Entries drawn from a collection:

· · · ·

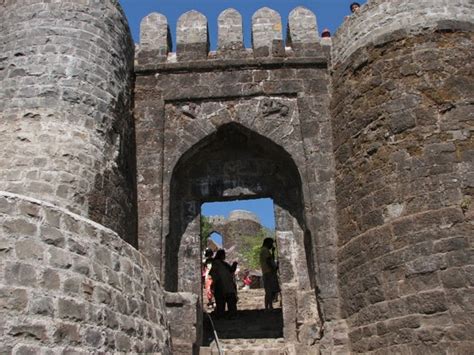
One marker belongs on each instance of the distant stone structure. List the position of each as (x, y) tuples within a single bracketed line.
[(232, 230), (364, 142)]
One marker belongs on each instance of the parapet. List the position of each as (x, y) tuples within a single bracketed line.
[(378, 20), (192, 37), (238, 215)]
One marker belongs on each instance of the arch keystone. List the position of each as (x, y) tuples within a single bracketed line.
[(302, 31), (230, 36), (155, 38), (267, 38), (192, 38)]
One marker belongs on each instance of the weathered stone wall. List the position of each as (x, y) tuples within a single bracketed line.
[(403, 122), (65, 94), (68, 284)]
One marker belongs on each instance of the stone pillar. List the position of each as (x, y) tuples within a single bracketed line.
[(403, 136), (66, 130)]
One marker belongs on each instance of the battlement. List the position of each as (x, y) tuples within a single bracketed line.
[(192, 37), (378, 20)]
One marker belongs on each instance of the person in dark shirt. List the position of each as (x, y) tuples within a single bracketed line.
[(355, 7), (225, 290)]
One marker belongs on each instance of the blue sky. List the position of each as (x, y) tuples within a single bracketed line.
[(329, 13), (262, 207)]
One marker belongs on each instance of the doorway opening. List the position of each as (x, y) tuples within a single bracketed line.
[(241, 227), (237, 163)]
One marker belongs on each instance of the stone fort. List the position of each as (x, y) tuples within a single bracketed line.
[(364, 142), (238, 225)]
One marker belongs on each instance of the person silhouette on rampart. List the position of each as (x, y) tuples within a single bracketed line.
[(269, 272)]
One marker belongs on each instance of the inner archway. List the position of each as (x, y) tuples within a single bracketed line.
[(237, 163)]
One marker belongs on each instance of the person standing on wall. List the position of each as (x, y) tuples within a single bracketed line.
[(225, 290), (269, 272), (355, 7)]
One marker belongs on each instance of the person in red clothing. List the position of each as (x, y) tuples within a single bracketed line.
[(269, 272)]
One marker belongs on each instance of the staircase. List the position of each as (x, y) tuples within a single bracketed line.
[(253, 331)]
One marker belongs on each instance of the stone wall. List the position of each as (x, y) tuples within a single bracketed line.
[(65, 103), (239, 123), (68, 284), (402, 110)]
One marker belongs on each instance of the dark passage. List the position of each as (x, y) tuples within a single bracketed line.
[(251, 322)]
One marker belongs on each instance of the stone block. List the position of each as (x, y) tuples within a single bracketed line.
[(20, 274), (93, 337), (52, 236), (67, 333), (59, 258), (50, 279), (29, 330), (20, 227), (42, 306), (122, 342), (29, 250), (71, 309), (14, 299)]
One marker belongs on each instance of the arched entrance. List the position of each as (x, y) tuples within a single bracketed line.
[(235, 162)]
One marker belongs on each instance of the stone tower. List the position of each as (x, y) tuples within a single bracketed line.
[(403, 124), (68, 283), (233, 230), (364, 144)]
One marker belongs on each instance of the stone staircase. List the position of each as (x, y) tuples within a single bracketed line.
[(253, 331)]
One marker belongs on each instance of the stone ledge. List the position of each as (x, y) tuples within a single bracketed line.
[(231, 64)]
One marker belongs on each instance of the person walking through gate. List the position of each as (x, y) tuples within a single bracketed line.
[(225, 290), (269, 272)]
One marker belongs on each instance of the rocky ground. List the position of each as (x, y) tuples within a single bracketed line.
[(252, 331)]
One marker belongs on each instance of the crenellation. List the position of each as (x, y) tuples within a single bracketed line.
[(302, 32), (192, 38), (267, 37), (230, 35), (155, 37), (367, 153), (302, 41)]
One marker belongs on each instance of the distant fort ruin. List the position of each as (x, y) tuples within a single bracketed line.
[(364, 142)]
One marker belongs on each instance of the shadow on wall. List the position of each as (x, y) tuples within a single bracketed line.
[(234, 162)]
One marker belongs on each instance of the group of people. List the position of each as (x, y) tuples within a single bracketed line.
[(355, 7), (219, 279)]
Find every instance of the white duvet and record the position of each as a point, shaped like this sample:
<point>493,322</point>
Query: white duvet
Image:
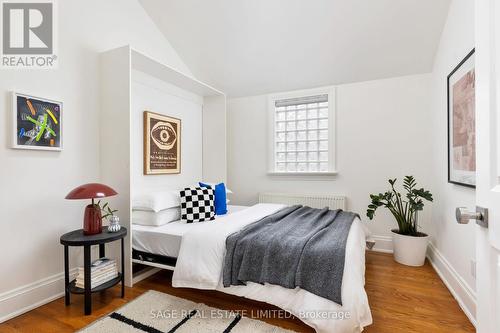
<point>200,264</point>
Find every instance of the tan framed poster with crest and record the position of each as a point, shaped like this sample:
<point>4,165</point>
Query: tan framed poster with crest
<point>162,144</point>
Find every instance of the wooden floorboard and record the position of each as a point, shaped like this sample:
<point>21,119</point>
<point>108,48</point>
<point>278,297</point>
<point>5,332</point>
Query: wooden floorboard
<point>402,299</point>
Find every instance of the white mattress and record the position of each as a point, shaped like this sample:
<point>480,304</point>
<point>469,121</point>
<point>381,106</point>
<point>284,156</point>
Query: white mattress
<point>165,240</point>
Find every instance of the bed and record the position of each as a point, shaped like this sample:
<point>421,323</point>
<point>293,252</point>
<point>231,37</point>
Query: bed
<point>196,253</point>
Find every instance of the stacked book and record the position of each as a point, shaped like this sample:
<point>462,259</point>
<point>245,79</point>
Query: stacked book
<point>101,271</point>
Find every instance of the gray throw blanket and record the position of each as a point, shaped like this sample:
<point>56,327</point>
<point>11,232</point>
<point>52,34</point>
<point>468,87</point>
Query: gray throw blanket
<point>296,247</point>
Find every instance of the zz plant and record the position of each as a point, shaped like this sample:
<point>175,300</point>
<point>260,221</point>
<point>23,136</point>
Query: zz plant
<point>404,209</point>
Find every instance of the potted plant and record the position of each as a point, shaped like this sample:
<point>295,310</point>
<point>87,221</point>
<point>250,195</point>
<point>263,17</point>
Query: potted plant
<point>409,243</point>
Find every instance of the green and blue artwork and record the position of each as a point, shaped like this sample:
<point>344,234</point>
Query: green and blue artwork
<point>38,123</point>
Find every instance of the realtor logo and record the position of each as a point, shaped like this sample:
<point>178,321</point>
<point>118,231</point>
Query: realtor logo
<point>28,34</point>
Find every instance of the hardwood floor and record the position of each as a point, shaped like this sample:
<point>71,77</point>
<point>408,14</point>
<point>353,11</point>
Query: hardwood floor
<point>402,299</point>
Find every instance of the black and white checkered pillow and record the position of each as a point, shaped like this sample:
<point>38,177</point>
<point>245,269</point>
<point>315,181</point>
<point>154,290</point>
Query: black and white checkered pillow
<point>197,204</point>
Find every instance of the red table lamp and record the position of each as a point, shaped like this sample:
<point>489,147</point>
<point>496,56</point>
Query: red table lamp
<point>92,220</point>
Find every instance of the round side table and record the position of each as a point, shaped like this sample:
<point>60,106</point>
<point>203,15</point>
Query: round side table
<point>77,238</point>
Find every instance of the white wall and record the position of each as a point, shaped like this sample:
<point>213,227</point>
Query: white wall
<point>151,94</point>
<point>34,183</point>
<point>382,132</point>
<point>453,245</point>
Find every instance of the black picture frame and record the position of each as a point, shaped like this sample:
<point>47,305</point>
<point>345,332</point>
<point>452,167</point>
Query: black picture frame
<point>449,117</point>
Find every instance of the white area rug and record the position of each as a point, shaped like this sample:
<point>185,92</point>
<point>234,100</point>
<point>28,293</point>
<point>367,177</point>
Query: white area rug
<point>155,312</point>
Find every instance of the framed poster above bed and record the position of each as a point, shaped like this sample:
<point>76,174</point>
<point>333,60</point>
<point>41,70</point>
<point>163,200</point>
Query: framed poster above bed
<point>162,144</point>
<point>461,123</point>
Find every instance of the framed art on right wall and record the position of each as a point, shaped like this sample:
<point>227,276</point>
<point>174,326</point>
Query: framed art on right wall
<point>461,123</point>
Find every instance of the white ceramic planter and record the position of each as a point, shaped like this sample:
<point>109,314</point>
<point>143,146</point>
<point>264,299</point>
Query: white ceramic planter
<point>409,250</point>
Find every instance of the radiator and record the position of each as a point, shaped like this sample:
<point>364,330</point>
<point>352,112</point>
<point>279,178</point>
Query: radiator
<point>314,201</point>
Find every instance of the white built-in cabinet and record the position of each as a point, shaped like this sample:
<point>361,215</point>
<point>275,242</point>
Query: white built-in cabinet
<point>116,151</point>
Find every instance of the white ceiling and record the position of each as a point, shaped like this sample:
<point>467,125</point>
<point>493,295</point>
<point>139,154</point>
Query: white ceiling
<point>251,47</point>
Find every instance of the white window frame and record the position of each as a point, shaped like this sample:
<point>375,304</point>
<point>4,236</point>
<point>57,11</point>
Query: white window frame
<point>332,132</point>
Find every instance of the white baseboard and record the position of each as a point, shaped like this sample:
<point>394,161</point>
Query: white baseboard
<point>28,297</point>
<point>461,291</point>
<point>382,244</point>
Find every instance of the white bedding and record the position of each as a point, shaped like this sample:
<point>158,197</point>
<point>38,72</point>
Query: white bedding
<point>166,239</point>
<point>200,264</point>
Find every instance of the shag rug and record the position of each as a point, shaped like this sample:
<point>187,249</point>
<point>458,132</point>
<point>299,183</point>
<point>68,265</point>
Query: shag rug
<point>155,312</point>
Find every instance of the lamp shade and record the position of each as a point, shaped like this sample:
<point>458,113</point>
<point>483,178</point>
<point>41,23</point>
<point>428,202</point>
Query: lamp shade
<point>90,191</point>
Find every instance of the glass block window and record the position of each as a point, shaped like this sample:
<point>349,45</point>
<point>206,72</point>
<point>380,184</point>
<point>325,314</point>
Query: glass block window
<point>301,133</point>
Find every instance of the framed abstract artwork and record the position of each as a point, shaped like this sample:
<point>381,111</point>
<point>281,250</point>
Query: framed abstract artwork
<point>162,144</point>
<point>37,123</point>
<point>461,123</point>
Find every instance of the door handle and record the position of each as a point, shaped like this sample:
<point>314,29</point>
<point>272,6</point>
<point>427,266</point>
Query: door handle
<point>463,216</point>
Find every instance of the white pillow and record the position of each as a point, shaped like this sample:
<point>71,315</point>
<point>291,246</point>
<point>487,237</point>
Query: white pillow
<point>156,201</point>
<point>151,218</point>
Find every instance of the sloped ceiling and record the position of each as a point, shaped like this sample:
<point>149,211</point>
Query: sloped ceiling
<point>251,47</point>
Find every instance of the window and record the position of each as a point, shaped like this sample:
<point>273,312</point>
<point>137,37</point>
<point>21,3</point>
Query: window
<point>302,133</point>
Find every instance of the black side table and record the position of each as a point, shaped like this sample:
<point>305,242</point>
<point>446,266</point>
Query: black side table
<point>77,238</point>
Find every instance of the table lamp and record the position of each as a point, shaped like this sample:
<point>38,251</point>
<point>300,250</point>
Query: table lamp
<point>92,220</point>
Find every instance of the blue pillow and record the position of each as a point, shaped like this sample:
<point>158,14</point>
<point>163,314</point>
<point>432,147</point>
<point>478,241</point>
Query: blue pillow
<point>220,197</point>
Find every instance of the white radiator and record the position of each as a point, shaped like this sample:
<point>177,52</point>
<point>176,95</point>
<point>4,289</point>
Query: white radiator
<point>313,200</point>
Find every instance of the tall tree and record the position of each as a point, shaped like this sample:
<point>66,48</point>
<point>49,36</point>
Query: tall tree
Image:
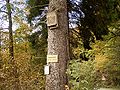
<point>58,45</point>
<point>11,51</point>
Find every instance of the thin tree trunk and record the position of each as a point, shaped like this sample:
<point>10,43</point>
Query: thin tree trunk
<point>58,45</point>
<point>11,51</point>
<point>0,50</point>
<point>16,85</point>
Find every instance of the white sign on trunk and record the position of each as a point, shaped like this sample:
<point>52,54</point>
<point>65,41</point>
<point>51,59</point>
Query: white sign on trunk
<point>52,58</point>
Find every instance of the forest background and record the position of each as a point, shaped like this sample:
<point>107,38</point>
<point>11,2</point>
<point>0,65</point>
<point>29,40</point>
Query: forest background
<point>94,36</point>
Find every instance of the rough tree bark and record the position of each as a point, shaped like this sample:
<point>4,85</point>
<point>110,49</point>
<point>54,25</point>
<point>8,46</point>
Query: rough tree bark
<point>58,45</point>
<point>11,51</point>
<point>16,85</point>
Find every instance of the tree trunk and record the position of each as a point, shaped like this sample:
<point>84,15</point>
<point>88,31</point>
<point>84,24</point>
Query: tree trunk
<point>16,85</point>
<point>11,51</point>
<point>58,45</point>
<point>0,50</point>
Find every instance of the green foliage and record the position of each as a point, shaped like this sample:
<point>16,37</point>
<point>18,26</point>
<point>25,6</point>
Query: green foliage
<point>82,75</point>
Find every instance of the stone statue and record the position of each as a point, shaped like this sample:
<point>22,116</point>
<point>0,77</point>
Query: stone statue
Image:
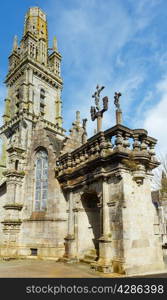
<point>116,100</point>
<point>96,95</point>
<point>95,111</point>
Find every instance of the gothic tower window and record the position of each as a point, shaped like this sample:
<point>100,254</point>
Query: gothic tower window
<point>41,180</point>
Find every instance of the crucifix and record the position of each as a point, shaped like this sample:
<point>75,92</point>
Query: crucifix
<point>118,108</point>
<point>95,111</point>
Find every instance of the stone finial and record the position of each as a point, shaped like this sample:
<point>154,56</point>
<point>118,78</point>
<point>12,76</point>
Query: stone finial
<point>84,136</point>
<point>95,111</point>
<point>78,119</point>
<point>15,43</point>
<point>55,44</point>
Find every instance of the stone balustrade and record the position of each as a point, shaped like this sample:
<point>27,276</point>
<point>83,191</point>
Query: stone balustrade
<point>116,140</point>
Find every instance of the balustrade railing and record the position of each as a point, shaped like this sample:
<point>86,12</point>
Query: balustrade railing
<point>114,140</point>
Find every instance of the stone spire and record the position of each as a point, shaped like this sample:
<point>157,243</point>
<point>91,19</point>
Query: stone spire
<point>15,43</point>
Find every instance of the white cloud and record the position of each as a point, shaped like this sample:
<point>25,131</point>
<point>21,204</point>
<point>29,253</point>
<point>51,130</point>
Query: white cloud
<point>156,119</point>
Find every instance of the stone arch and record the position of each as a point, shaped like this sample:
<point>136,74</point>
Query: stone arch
<point>89,222</point>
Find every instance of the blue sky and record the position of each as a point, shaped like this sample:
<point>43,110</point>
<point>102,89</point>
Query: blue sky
<point>121,44</point>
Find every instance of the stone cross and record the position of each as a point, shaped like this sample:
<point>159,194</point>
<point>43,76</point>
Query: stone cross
<point>118,108</point>
<point>116,100</point>
<point>95,111</point>
<point>84,136</point>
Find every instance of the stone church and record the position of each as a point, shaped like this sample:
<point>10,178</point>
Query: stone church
<point>66,197</point>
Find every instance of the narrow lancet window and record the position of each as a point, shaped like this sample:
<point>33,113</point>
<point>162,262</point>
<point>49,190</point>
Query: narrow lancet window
<point>41,181</point>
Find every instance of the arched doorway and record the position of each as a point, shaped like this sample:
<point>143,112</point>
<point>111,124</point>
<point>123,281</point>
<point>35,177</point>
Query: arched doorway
<point>89,224</point>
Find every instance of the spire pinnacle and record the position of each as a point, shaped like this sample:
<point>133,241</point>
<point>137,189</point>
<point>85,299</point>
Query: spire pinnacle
<point>55,44</point>
<point>15,43</point>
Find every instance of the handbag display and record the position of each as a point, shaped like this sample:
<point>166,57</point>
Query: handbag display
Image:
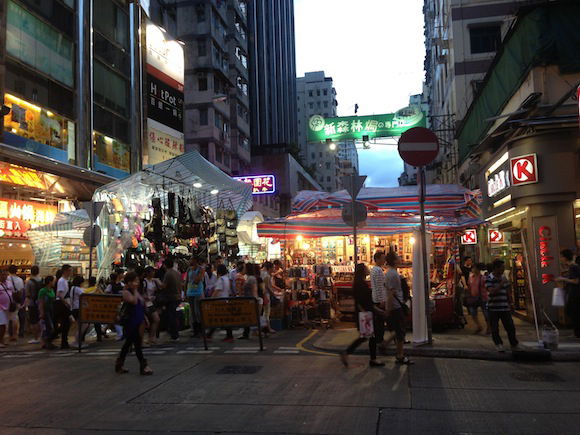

· · · ·

*SET EXERCISE:* Output the lines between the line holding "One marker belongs on each instance of the dark" and the line holding "[(355, 7), (219, 279)]", inclusive, as a numbered list with blank lines left out.

*WRITTEN RESPONSE:*
1. One marker belongs on each instance of the dark passage. List the position of each as (x, y) tuples within a single bracketed line.
2. [(251, 322)]
3. One marker belongs on each instance of the stone block. List the position of each as (x, y) tuples within a single bracketed line.
4. [(20, 274), (93, 337), (52, 236), (67, 333), (59, 258), (50, 279), (29, 330), (20, 227), (42, 306), (122, 342), (29, 250), (71, 309), (14, 299)]
5. One marker belongs on each instance of the arched entrance. List the position of each as (x, y) tuples within a single bracketed line.
6. [(235, 162)]
7. One marker belongs on each instance of the stone tower. List the position of each as (x, y) tuples within a single bracketed line.
8. [(403, 124), (68, 283), (233, 230), (364, 144)]
9. One marker belongs on each instance of the stone staircase. List the position of each as (x, y) tuples within a single bracketed line.
10. [(253, 331)]
11. One marker belongs on each instance of the stone ledge. List the position of each as (x, y) tuples within a single bracketed line.
12. [(231, 64)]
13. One marker belongs on each instance of the person walking through gate. List the position of each as (x, y) tuples within a single bracketed line.
14. [(225, 290), (269, 272)]
15. One marker belongs on each instance of the rocky ground. List the position of each as (x, y) tuples within a single bracketed line.
16. [(252, 331)]
17. One marker belongs on each instance of the crenellation. List the position of each as (x, y) tuples within a single bracketed line.
18. [(302, 32), (192, 38), (267, 37), (230, 35), (155, 37), (367, 153), (302, 41)]
19. One marker belongs on each instance of the distant fort ruin. List the position of each as (x, y) tuples within a single bracketed line.
20. [(364, 142)]
21. One marker belongs on each instance of the shadow on wall. List the position of each as (x, y) tuples within a single bracketed line.
22. [(234, 162)]
23. One marker belongs on each instance of the group of people. List the position of each as (x, y) tuples within a single bracketed line.
24. [(355, 7), (219, 279)]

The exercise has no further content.